BRIEF: Swap "giving one point per instance" for "placing a single point on each instance" everywhere it occurs in the data below, and leave every other character as it is.

RAW DATA:
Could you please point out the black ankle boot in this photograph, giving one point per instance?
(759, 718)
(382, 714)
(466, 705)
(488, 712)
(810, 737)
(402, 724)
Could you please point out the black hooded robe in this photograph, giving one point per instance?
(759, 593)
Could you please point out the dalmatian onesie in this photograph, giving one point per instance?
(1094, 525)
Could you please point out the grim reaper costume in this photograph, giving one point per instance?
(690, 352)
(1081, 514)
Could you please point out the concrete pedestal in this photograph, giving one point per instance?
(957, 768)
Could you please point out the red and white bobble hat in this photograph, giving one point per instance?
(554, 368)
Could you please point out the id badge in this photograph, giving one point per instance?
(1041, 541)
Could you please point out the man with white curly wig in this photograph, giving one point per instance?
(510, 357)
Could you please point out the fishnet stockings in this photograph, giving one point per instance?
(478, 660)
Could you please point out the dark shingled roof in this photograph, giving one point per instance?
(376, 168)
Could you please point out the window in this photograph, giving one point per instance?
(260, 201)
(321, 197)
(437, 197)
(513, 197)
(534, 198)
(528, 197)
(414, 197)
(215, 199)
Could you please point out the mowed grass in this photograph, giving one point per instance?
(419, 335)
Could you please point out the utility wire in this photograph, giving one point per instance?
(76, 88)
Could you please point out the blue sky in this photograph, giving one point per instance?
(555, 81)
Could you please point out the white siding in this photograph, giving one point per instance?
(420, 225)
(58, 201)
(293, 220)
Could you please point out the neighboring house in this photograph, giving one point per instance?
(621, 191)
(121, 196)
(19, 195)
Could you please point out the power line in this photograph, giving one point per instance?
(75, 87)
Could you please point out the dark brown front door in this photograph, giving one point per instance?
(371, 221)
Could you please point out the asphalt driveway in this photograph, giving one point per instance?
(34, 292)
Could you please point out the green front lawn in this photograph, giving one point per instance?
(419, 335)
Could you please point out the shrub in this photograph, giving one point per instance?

RESPONSE BELOW:
Could you please point out the black ankle boot in this photograph, placing a single point on each instance?
(759, 718)
(382, 714)
(466, 705)
(488, 712)
(810, 737)
(402, 724)
Could you please point out the black hooded robe in this photograph, placing a single point on each instance?
(759, 593)
Could you please point out the dalmatian onesie in this photograph, placing a single point on each instance?
(1094, 525)
Could you please point out the grim reaper costume in this photograph, placing a single point on each instance?
(690, 352)
(1081, 514)
Could you please point out the concrete pedestal in this photograph, placing a single point on each instance?
(957, 768)
Could you please point out the red and white bobble hat in this photograph, placing a single point on each instance?
(554, 368)
Could you please point out the id badge in this photograph, placing a single point on each instance?
(1041, 541)
Could you please point out the man with white curly wig in this photograph, placing a single point on each instance?
(510, 357)
Could you please point out the fishnet stockings in this photograph, placing a single point on each instance?
(478, 660)
Could you please point out the dark shingled roof in this photograph, placing a single point on each instance?
(376, 168)
Could you please point out the window in this photograph, placing a single point on each instance?
(260, 201)
(321, 197)
(437, 197)
(513, 197)
(534, 198)
(528, 197)
(414, 197)
(215, 199)
Could you please point out the mowed grass in this photograph, placing a single point on each instance?
(419, 335)
Could you please point out the utility wire in this photograph, placing a single point on each instance?
(76, 88)
Could you please point out the blue sky in this photograph, placing a single point on each instance?
(555, 81)
Could you please point out the white siding in this photograph, placing a single point on each instance?
(420, 225)
(58, 201)
(293, 220)
Could you please point out the neighboring house in this photograph, placing a single point on each instance?
(621, 191)
(121, 196)
(19, 195)
Could you please point out the power line in this photograph, placing a single point on each instance?
(75, 87)
Could you please point out the dark brown front door in this photograph, placing a single point on each instance?
(371, 221)
Could you please point out the asphalt driveway in this photograph, placing a single point on each instance?
(34, 292)
Could you please point out the green front lawn in this photograph, placing a single point on each instance?
(419, 335)
Could you please point out the shrub in this photograph, placing a single point on each instance?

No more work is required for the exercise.